» AIM OF THE EXERCISE: Take the line that contains "Objective — for every instance of the combat" as the first line and the last line of the records as the end. Please set down everything in that range exactly.

» DATA RECORDS:

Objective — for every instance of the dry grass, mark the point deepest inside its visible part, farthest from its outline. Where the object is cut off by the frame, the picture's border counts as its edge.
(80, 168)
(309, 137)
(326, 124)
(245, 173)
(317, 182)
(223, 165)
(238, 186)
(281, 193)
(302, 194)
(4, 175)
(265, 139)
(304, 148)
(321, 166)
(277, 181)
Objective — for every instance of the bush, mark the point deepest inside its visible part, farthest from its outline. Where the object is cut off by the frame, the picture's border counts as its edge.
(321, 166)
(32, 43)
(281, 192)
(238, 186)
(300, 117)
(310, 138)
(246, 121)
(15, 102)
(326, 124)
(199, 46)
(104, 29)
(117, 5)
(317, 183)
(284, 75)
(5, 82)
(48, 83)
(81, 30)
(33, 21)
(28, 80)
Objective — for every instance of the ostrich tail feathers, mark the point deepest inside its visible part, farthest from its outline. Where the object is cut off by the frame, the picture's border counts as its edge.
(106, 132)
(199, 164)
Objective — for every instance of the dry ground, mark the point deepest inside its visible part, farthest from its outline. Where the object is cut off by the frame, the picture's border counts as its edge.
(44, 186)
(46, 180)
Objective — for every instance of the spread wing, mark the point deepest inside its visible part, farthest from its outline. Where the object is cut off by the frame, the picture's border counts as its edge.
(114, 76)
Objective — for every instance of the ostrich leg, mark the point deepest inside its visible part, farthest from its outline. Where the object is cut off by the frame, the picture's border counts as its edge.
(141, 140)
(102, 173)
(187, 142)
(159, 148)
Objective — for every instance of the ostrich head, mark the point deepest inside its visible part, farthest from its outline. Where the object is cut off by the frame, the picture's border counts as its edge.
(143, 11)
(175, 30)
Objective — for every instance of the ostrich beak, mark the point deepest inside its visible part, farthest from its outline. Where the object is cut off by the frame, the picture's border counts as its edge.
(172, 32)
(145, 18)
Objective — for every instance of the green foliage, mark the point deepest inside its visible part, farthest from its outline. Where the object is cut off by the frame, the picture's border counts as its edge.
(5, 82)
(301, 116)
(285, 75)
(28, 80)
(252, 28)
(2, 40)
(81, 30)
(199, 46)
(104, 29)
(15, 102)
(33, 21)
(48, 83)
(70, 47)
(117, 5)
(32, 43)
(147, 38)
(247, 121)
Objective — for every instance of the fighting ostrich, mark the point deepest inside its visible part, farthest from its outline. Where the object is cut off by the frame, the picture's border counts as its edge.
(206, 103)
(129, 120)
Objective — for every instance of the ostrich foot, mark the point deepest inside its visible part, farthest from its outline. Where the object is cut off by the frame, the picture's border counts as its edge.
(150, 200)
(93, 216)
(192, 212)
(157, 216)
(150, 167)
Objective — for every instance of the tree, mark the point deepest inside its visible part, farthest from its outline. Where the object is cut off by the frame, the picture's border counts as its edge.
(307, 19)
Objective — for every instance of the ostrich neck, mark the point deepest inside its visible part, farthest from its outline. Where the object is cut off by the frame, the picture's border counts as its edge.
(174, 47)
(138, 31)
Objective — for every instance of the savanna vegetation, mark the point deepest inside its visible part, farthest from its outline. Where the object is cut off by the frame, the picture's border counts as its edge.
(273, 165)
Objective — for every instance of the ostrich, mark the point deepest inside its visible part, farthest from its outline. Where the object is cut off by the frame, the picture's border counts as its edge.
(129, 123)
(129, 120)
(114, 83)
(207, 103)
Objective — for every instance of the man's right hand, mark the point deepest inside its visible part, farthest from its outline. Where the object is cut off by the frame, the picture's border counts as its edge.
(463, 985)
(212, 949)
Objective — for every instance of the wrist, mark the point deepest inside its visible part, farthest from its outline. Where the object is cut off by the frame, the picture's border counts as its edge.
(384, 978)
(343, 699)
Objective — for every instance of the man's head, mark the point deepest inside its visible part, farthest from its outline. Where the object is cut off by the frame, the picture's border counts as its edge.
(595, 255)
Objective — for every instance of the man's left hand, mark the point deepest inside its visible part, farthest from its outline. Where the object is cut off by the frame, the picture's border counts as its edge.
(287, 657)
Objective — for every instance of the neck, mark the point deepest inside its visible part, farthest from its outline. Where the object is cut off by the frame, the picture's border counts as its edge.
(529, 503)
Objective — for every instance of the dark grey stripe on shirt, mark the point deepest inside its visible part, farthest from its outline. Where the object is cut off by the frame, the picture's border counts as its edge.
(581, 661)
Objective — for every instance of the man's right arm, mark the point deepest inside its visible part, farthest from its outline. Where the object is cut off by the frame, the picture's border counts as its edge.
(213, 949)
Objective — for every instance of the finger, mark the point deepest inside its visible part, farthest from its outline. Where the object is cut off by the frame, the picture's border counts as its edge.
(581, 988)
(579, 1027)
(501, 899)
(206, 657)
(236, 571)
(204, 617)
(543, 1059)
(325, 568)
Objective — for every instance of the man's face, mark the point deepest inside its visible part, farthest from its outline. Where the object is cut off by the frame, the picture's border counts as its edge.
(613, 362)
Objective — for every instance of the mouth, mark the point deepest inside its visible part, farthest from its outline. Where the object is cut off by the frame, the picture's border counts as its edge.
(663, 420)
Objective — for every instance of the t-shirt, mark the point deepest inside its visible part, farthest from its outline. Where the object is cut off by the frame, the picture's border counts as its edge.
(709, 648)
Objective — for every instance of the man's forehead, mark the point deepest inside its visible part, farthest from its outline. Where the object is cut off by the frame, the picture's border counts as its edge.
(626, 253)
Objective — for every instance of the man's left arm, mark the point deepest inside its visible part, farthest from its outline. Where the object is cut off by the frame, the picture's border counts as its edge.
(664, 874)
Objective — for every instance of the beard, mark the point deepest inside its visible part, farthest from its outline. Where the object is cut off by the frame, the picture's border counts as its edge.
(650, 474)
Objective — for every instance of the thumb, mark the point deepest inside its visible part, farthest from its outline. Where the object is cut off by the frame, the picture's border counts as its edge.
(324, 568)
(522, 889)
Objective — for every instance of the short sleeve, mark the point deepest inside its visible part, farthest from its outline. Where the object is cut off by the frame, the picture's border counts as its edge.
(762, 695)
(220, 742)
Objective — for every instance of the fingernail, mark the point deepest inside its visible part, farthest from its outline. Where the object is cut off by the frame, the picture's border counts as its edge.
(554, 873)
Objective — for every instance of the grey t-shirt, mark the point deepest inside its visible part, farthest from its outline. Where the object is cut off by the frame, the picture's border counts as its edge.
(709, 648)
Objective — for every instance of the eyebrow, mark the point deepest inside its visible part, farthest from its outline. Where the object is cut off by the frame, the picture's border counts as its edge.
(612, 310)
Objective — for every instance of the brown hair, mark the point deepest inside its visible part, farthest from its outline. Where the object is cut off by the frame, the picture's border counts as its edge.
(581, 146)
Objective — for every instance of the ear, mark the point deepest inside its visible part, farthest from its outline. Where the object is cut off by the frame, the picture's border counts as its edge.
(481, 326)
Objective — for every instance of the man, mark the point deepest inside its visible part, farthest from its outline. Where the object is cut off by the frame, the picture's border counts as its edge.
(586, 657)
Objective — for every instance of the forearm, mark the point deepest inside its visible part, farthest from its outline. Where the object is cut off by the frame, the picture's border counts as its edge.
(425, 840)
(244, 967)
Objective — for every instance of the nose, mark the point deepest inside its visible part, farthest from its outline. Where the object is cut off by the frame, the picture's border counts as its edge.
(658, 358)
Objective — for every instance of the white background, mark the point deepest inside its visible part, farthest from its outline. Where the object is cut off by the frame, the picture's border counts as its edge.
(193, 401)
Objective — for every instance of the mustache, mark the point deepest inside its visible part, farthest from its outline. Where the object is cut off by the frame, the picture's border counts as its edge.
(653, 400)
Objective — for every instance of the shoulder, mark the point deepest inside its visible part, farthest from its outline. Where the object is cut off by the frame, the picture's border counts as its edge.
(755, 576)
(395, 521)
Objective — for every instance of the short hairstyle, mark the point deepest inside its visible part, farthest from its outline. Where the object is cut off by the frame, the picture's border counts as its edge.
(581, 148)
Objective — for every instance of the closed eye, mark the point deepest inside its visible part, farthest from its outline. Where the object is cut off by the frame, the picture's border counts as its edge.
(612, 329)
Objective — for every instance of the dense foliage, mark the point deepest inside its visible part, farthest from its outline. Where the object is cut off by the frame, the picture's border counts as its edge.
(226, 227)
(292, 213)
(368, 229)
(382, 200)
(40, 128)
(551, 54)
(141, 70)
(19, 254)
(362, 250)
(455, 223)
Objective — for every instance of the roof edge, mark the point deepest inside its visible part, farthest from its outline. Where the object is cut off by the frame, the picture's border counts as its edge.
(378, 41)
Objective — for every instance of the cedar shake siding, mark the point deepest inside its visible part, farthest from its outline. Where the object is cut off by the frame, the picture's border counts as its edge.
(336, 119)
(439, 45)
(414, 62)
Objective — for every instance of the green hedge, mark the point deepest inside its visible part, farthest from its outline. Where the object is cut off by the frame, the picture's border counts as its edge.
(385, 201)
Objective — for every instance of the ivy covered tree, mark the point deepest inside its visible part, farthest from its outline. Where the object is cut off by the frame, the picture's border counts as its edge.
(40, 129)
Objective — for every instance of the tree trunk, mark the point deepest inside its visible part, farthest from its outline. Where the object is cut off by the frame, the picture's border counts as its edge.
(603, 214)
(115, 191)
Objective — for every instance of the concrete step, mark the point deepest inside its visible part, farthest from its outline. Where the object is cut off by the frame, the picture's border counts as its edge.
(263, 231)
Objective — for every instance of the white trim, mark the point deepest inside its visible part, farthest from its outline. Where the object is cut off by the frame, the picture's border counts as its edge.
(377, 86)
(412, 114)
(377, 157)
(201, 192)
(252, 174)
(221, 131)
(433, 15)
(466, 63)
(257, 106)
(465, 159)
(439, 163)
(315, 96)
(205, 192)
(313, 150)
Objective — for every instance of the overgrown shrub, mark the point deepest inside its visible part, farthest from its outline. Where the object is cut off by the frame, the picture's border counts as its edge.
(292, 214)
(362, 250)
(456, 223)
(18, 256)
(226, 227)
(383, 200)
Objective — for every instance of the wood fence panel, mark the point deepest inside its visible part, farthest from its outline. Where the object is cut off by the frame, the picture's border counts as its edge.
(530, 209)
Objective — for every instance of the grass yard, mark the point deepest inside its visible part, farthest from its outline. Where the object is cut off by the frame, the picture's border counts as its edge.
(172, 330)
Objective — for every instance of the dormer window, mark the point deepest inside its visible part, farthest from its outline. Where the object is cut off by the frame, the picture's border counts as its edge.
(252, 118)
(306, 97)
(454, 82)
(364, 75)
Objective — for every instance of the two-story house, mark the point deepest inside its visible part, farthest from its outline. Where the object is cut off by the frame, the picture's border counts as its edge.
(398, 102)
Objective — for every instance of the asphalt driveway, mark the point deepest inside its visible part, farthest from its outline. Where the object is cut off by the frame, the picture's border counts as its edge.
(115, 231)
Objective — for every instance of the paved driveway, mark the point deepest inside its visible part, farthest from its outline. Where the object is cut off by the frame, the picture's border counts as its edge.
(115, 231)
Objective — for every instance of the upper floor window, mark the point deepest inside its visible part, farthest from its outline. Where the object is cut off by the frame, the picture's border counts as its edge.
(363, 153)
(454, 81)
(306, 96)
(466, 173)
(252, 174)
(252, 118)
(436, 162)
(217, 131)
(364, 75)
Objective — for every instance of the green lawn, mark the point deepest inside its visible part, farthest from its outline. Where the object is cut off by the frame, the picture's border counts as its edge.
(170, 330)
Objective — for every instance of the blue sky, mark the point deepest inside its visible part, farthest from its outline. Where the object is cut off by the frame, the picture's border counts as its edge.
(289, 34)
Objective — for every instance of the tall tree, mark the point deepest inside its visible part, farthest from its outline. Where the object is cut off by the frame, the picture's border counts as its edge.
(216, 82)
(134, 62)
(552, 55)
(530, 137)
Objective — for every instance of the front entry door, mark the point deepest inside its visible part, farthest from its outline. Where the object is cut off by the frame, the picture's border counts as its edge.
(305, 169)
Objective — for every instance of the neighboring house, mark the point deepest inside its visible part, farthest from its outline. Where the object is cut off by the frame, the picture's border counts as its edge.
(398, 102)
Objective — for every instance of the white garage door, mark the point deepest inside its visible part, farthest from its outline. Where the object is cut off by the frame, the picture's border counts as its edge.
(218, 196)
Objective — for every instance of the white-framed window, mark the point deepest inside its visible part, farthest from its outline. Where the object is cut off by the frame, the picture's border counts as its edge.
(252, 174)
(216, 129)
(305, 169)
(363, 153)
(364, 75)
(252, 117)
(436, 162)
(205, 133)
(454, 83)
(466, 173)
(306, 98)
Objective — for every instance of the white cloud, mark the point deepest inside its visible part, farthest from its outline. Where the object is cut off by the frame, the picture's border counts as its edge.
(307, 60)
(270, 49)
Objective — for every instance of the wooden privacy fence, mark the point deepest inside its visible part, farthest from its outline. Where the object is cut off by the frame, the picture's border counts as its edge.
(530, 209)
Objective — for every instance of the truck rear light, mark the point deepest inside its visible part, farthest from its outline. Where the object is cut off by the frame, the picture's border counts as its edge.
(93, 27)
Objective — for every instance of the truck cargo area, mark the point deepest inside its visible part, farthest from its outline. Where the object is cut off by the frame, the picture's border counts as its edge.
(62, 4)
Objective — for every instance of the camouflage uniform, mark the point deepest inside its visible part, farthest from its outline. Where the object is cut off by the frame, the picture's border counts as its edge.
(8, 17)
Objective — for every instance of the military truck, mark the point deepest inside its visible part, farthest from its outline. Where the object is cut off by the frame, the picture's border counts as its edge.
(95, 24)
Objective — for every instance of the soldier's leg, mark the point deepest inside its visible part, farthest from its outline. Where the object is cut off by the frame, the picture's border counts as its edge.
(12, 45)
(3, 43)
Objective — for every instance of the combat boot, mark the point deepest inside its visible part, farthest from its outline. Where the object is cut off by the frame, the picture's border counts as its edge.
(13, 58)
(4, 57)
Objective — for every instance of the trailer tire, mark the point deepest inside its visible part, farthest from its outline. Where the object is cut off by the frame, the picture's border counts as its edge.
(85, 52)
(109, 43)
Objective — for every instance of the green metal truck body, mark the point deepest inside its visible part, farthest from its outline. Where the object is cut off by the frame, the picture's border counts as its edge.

» SOLUTION TO THE PROBLEM:
Objective — for every instance of the combat boot, mark the point deepest inside its visible part, farthest from its outline. Where the object is cut off by the frame, the picture's border counts as its edge.
(13, 58)
(4, 57)
Objective — for every instance of the trailer tire, mark the point deepest inside its visible part, farthest from its outline. Where the object is cut off by the frame, the picture's border counts as its edge.
(85, 52)
(109, 43)
Objective — for every instance of the green metal truck body, mark the point deepest inside its visible part, farthest from its outline. Where the object is cut off by the frame, the picture's border counts as its edge.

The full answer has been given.